Things to do
[1] List every figure or figure panel that the peer-review discussion refers to, giving each label as it appears.
[2] Condense the paragraph of the peer-review discussion that begins "This study presents the spatial and temporal distribution" into a short bulleted list that keeps its main points.
[3] Retype the part of the peer-review discussion that opens with the words "This study presents" and closes with "regarding the analyses.".

Text provided
━━━━━━

Figure 9: According to Fig. 5a, Class 1 includes almost exclusively winter data. The δ15N distribution should be similar in 9a and 9b. However, the average δ15N shown in in 9b is much higher, which obviously deviated from the data distribution. Please check the codes creating this subplot and fix it.
Citation: https://doi.org/10.5194/egusphere-2023-485-RC2 -
AC2: 'Reply on RC2', Taketoshi Kodama, 22 May 2023
This is the copy-and-paste of PDF files. In the PDF file, we put the revised Figure 7.
This study presents the spatial and temporal distribution of carbon and nitrogen stable isotope signals in euphotic particulate organic matter (POM), which is primarily made up of autotrophic phytoplankton, in the southern Sea of Japan. Elucidating the sources of POM and the potential biogeochemical processes that modify POM isotopic characteristics in the marginal sea, which is impacted by multiple currents and complex biogeochemistry, is interesting and important. In my opinion, the manuscript's overall structure and analyses are satisfactory. However, I concur with Referee 1's remarks and would like to see more in-depth discussions of the data. Here are a few additional comments regarding the analyses.
We appreciate Reviewer#2 comments very much and also apricate to revise our manuscript. We revised manuscript based on Reviewe#2 comments as well as Reviewer#1 comment. We found some careless mistakes in my data sets. We revised the sentence for the class I samples due to our careless mistake.

━━━━━━

Records
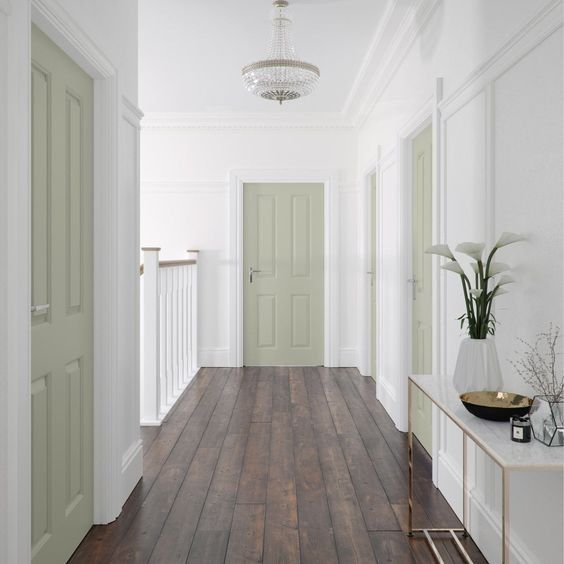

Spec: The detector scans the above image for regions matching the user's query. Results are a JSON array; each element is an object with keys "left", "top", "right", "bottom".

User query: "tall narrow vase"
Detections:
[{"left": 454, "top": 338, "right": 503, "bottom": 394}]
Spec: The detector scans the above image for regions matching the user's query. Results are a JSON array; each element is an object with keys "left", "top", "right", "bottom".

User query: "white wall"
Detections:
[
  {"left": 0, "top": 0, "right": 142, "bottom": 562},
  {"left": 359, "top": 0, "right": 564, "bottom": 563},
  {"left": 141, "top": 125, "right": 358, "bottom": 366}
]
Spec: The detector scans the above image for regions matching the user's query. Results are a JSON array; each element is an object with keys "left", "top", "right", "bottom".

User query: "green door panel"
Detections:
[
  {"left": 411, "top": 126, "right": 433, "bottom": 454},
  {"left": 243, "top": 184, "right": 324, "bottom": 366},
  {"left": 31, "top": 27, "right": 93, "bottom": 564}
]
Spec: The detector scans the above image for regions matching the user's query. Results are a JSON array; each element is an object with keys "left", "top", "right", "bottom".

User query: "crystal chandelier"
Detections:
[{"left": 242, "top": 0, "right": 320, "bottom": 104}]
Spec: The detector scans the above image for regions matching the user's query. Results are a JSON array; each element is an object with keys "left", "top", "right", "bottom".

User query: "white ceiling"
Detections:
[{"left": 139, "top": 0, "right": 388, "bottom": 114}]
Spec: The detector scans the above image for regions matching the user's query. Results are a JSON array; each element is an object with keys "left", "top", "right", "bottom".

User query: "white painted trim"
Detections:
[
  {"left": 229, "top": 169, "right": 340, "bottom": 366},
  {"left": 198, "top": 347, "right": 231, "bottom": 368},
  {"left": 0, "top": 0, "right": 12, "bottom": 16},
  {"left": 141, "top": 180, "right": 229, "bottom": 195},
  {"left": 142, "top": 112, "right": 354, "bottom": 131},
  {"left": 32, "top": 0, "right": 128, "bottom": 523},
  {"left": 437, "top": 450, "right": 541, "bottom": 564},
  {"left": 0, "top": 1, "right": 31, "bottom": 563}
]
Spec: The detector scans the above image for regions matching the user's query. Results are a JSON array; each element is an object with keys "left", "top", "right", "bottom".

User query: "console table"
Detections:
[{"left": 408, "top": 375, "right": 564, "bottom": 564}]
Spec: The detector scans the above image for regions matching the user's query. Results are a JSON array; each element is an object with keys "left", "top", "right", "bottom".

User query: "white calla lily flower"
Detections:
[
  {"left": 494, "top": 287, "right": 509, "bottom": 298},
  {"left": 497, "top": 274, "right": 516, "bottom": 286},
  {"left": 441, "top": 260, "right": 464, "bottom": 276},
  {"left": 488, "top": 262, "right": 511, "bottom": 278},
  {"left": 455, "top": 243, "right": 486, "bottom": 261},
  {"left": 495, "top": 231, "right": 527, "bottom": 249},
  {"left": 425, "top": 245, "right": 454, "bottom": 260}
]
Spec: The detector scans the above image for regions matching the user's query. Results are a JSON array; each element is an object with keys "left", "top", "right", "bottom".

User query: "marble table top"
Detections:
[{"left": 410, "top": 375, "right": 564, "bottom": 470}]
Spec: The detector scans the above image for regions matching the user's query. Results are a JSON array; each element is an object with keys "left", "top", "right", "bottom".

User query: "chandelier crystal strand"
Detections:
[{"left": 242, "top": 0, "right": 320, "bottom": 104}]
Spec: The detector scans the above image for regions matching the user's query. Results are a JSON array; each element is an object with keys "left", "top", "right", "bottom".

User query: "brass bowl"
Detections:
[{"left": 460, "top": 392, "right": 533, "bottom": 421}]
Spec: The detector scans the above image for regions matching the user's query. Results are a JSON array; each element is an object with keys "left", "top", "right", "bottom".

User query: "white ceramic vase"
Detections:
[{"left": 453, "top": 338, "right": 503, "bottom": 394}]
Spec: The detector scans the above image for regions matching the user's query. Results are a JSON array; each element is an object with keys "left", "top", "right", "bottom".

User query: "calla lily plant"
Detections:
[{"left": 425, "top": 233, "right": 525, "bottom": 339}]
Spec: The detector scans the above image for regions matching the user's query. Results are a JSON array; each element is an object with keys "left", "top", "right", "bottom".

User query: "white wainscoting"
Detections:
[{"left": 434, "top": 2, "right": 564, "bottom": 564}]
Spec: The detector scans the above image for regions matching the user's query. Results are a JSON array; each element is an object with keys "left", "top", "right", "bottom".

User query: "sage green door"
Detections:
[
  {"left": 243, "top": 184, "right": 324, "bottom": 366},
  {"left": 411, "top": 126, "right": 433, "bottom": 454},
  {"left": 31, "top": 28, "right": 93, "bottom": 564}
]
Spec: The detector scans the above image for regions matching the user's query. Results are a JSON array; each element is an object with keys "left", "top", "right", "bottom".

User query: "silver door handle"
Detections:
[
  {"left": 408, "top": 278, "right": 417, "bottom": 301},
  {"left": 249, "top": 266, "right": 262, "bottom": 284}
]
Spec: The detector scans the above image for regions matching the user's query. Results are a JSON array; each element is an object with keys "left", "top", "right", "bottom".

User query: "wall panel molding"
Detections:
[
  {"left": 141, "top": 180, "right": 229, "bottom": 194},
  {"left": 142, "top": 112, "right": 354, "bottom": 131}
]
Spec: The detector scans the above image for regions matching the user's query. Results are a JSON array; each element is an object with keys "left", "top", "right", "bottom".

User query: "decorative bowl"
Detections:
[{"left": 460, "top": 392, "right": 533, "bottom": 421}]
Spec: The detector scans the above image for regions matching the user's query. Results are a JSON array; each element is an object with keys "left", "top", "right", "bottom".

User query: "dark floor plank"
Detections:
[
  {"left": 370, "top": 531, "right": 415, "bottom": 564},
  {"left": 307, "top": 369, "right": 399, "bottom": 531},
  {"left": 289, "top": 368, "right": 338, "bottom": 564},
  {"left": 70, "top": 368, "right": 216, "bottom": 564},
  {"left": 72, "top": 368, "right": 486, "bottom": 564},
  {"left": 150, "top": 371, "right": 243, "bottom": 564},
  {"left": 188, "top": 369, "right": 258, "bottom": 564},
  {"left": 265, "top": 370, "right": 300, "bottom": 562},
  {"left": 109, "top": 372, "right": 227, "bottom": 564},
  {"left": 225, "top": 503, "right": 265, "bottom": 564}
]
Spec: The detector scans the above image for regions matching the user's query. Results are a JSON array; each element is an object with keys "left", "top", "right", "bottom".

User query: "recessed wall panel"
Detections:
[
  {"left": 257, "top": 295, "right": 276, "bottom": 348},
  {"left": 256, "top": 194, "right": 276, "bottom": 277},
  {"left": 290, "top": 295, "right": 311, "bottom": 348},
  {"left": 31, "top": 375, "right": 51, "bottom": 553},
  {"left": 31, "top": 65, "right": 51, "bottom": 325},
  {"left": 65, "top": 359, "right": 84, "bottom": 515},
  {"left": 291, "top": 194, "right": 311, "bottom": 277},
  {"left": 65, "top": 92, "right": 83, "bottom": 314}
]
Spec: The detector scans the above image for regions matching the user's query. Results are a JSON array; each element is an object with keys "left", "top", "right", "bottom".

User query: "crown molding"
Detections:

━━━━━━

Task responses
[1] Figure 9, Fig. 5a, 9a, 9b, Figure 7

[2]
- The study shows how carbon and nitrogen stable isotope signals in euphotic particulate organic matter (POM), mostly autotrophic phytoplankton, vary in space and time in the southern Sea of Japan.
- Finding the sources of POM and the processes that alter its isotopic characteristics in this marginal sea, which is shaped by multiple currents and complex biogeochemistry, is interesting and important.
- The reviewer considers the manuscript's overall structure and analyses satisfactory.
- The reviewer agrees with Referee 1 and wants more in-depth discussion of the data.
- A few additional comments on the analyses follow.

[3]
This study presents the spatial and temporal distribution of carbon and nitrogen stable isotope signals in euphotic particulate organic matter (POM), which is primarily made up of autotrophic phytoplankton, in the southern Sea of Japan. Elucidating the sources of POM and the potential biogeochemical processes that modify POM isotopic characteristics in the marginal sea, which is impacted by multiple currents and complex biogeochemistry, is interesting and important. In my opinion, the manuscript's overall structure and analyses are satisfactory. However, I concur with Referee 1's remarks and would like to see more in-depth discussions of the data. Here are a few additional comments regarding the analyses.